Data for processing below:
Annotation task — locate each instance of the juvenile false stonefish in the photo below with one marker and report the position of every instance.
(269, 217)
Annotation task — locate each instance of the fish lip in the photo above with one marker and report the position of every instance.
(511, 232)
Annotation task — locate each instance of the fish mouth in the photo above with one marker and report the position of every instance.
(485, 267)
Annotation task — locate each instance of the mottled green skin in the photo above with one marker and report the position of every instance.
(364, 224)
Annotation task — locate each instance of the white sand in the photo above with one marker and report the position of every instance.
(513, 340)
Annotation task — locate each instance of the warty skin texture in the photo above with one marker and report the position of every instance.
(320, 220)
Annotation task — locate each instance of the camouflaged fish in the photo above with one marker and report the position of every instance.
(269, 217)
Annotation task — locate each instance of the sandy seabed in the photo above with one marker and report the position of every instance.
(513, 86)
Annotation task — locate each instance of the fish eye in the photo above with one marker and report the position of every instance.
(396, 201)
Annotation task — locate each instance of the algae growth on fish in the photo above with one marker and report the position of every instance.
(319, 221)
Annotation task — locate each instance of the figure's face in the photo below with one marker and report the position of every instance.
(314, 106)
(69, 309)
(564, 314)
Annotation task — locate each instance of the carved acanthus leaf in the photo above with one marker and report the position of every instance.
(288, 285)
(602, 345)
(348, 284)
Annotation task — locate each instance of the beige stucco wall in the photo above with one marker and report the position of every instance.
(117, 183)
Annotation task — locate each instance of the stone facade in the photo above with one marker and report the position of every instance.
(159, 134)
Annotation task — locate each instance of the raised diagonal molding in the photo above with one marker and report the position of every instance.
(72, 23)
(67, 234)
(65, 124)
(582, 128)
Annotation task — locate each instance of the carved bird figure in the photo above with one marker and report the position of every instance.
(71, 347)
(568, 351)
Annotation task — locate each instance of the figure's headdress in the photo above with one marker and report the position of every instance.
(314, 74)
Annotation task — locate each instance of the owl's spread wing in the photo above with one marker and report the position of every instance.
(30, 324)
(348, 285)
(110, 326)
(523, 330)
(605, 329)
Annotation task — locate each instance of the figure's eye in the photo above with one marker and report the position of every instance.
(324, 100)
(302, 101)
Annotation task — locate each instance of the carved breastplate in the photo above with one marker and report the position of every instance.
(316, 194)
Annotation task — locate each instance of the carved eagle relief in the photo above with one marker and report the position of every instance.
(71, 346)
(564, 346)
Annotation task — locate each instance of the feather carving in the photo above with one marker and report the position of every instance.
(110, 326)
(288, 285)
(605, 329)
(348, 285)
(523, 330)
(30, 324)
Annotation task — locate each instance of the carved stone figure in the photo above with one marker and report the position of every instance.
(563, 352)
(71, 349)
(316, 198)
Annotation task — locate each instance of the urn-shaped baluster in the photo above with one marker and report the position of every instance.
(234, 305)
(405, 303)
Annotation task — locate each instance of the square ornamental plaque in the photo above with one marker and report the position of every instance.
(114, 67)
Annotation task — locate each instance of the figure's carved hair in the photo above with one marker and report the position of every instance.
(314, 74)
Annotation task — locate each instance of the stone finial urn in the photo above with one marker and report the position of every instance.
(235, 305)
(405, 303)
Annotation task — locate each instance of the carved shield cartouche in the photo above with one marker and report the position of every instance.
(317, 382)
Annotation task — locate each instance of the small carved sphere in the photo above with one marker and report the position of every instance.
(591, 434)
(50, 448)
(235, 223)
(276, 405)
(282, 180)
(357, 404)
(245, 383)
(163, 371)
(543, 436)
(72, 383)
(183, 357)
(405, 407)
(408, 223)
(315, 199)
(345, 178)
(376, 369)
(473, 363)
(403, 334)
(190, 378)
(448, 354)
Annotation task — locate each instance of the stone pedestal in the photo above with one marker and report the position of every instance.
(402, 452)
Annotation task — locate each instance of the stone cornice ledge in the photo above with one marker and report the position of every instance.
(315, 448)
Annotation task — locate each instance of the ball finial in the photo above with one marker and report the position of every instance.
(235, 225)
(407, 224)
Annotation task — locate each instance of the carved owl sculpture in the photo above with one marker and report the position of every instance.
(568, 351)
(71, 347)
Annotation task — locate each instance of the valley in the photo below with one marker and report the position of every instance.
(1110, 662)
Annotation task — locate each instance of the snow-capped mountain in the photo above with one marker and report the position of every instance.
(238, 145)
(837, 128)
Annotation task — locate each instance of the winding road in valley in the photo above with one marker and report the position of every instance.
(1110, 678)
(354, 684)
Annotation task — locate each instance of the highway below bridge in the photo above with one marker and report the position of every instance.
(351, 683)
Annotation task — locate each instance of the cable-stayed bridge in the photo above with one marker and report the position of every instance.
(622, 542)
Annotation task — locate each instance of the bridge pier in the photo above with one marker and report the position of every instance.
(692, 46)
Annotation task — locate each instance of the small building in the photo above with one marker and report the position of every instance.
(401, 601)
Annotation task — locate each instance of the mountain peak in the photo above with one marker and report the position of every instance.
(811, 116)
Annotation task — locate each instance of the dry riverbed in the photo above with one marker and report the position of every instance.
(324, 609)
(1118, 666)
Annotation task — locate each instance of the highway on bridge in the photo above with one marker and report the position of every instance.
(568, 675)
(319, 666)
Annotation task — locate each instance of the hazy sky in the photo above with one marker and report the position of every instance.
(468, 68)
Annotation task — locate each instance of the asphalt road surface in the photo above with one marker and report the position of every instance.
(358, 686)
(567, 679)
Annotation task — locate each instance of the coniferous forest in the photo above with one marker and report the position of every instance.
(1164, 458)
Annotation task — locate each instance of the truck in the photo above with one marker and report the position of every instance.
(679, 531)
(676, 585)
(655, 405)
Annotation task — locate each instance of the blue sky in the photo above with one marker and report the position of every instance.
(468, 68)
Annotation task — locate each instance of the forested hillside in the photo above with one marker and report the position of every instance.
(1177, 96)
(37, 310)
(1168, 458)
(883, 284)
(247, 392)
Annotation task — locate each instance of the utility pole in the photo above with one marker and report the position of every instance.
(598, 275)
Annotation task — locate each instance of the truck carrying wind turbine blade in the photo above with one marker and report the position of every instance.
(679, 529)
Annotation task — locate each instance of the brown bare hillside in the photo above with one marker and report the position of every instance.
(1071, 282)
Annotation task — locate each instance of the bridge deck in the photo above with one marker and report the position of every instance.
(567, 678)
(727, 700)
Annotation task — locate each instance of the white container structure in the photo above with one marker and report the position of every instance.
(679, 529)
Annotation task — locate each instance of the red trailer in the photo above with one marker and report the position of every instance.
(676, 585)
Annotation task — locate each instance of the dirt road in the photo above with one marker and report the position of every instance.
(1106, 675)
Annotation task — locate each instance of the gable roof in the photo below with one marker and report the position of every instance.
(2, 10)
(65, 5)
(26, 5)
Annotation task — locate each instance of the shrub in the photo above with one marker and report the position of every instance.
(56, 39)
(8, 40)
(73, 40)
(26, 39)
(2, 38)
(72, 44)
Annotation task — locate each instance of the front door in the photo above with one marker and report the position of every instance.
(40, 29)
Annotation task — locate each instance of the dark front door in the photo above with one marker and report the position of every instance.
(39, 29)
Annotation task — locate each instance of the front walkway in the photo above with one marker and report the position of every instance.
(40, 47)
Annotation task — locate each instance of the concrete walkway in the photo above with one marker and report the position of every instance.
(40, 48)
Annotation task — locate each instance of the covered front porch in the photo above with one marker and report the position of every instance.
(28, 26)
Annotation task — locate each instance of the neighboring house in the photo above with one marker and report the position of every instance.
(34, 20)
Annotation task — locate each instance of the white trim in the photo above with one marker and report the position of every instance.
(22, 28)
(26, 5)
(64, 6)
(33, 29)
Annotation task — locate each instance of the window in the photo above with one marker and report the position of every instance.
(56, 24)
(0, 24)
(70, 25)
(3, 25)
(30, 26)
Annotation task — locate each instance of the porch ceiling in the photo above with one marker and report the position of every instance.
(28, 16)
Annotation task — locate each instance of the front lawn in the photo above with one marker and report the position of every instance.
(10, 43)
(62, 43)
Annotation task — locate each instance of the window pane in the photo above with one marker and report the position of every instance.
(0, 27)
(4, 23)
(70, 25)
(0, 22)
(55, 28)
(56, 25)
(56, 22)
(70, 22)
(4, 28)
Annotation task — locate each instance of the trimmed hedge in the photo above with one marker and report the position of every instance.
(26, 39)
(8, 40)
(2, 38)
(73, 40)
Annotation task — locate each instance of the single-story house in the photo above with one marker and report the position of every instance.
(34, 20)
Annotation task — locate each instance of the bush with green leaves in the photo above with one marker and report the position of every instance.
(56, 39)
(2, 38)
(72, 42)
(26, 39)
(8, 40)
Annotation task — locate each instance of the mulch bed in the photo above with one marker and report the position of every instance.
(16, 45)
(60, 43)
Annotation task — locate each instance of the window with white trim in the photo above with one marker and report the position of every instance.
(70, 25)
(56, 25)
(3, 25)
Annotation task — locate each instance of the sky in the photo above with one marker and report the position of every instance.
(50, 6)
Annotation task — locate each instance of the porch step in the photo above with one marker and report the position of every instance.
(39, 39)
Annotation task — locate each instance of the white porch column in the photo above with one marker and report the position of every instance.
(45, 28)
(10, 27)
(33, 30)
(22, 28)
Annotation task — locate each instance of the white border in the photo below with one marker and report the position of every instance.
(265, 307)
End of Data for processing.
Work request:
Set out exactly the lines from the one bearing "Annotation task — locate each instance of the sky" through the end of the data, including both ends and omitting all others.

Exercise answer:
Annotation task — locate each instance of the sky in the photo above with one marker and report the position of every instance.
(50, 6)
Annotation task — locate each instance of the porch step in the photo above with one marker and report the position of every instance.
(39, 39)
Annotation task — locate each instance of the white porch column in the photo above with one marker and report the position of every instance.
(45, 28)
(10, 27)
(33, 30)
(22, 28)
Annotation task — locate each instance of the white border in the photo below with one marker and report the position of every instance.
(265, 307)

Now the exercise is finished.